## Petunjuk Latihan
1/ Jawablah pertanyaan berikut berdasarkan artikel tentang pabrik vaksin hewan di Gunung Sindur, dengan jawaban yang ditandai (a), (b), dan (c).
(a) Di jalan dan desa mana pabrik vaksin itu berlokasi?
(b) Berapa luas tanah tempat pabrik itu dibangun?
(c) Berapa besar investasi periode pertama menurut Tony Huang?
2/ Jelaskan dalam satu sampai tiga kalimat alasan pabrik vaksin itu dibangun di Indonesia menurut artikel tentang pabrik vaksin hewan di Gunung Sindur.

## Teks Kutipan
>>>>>

Pabrik Vaksin yang Dibangun di Gunung Sindur Miliki Pemodal China, Investasinya Rp 1,3 Triliun
"Pharmally Internasional melihat adanya peluang usaha di bidang vaksin flu burung dan menggandeng Harbin Weike untuk masuk ke pasar Indonesia."
Penulis: Seno Tri Sulistiyono
Editor: Choirul Arifin
TRIBUNNEWS.COM, JAKARTA - Pharmally International Holding Company Limited bekerjasama dengan Harbin Weike Biotechnology Company, membangun pabrik vaksin hewan dengan nama PT Biotis Prima Agrisindo (BPA)
Chairman Pharmally International, Tony Huang mengatakan, Harbin Weike adalah anak perusahaan dari Harbin Veterinary Reserch Institute yang merupakan lembaga peneliti pemerintah Tiongkok di bidang flu burung.
Pabrik vaksin hewan, khususnya untuk flu burung berlokasi di Jalan Pemuda, Desa Curug, Kecamatan Gunung Sindur, Kabupaten Bogor, dengan nilai investasi 100 juta dolar AS atau sekitar Rp 1,3 triliun (asumsi kurs Rp 13.000) untuk tiga tahun ke depan.
"Investasi periode pertama sebesar 50 juta dolar AS dan mencakup dana pembelian tanah, pembangunan pabrik, pembelian mesin produksi, peralatan riset, dan dana pra opersional," kata Tony saat melakukan peletakan batu pertama pembangunan pabrik BPA, Bogor, Sabtu (23/7/2016).
Pabrik yang dibangun di atas tanah seluas 26 ribu meter persegi, terdiri dari ruang produksi vaksin aktif dan ruang produksi vaksin inaktif dengan total 2 jalur produksi untuk embrio vaksi serta 2 jalur produksi sel.
Alasan memilih membangunan pabrik di Indonesia, Tony menyatakan Indonesia merupakan negara dengan populasi penduduk keempat terbesar di dunia.
Konsumsi daging di Indonesia juga sangat tinggi, terutama daging ayam.

<<<<<

Data lokalisasi spasial:
>>>>>

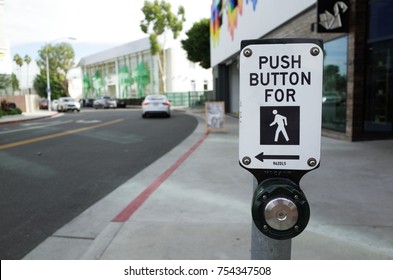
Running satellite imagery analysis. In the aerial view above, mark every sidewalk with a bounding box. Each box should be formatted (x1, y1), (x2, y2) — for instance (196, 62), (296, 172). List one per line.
(21, 111), (393, 260)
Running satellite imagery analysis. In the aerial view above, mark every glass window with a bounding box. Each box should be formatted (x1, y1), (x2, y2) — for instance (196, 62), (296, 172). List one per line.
(369, 0), (393, 42)
(364, 40), (393, 132)
(322, 36), (348, 132)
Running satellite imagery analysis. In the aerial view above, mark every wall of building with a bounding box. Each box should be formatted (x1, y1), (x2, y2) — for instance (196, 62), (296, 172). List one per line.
(81, 42), (213, 99)
(208, 0), (382, 141)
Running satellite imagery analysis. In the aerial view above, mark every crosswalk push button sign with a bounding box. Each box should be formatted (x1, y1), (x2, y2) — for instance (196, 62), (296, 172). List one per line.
(239, 39), (323, 170)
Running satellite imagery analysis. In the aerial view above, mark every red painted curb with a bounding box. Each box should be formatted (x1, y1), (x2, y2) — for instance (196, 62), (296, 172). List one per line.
(112, 133), (209, 222)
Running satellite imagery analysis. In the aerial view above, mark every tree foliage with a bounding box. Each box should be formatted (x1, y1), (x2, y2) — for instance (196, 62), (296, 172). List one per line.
(181, 18), (210, 69)
(140, 0), (186, 55)
(34, 43), (75, 99)
(140, 0), (186, 92)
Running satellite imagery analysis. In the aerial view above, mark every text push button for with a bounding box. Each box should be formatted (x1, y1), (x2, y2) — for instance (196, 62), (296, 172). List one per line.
(239, 39), (323, 170)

<<<<<

## Jawaban per Tugas
1/
(a) Di Jalan Pemuda, Desa Curug.
(b) Seluas 26 ribu meter persegi.
(c) Sebesar 50 juta dolar AS.

2/ Menurut Chairman Pharmally International, Tony Huang, Indonesia dipilih karena merupakan negara dengan populasi penduduk keempat terbesar di dunia. Artikel itu juga menyebutkan bahwa konsumsi daging di Indonesia sangat tinggi, terutama daging ayam.